▸ Your objective
Copy every item below word for word, but leave out the pictures.
───── Record excerpts
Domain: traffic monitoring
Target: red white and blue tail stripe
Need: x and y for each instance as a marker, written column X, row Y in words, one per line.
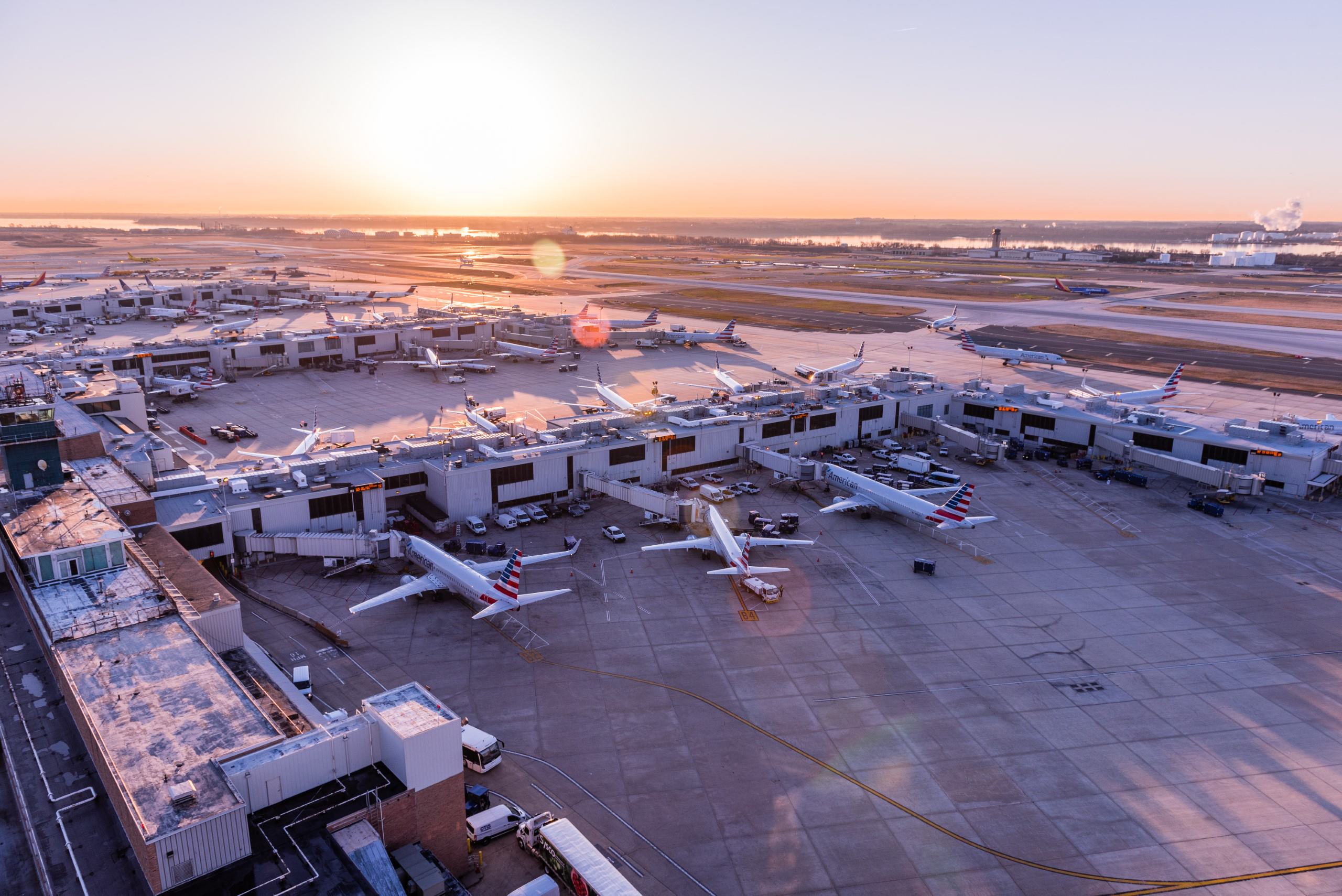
column 956, row 509
column 511, row 580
──────────
▸ Written solution
Domain: traffic monitoring
Target: red white and blue tail stripe
Need: x and y for each instance as a marker, written column X, row Y in words, one per line.
column 956, row 509
column 511, row 580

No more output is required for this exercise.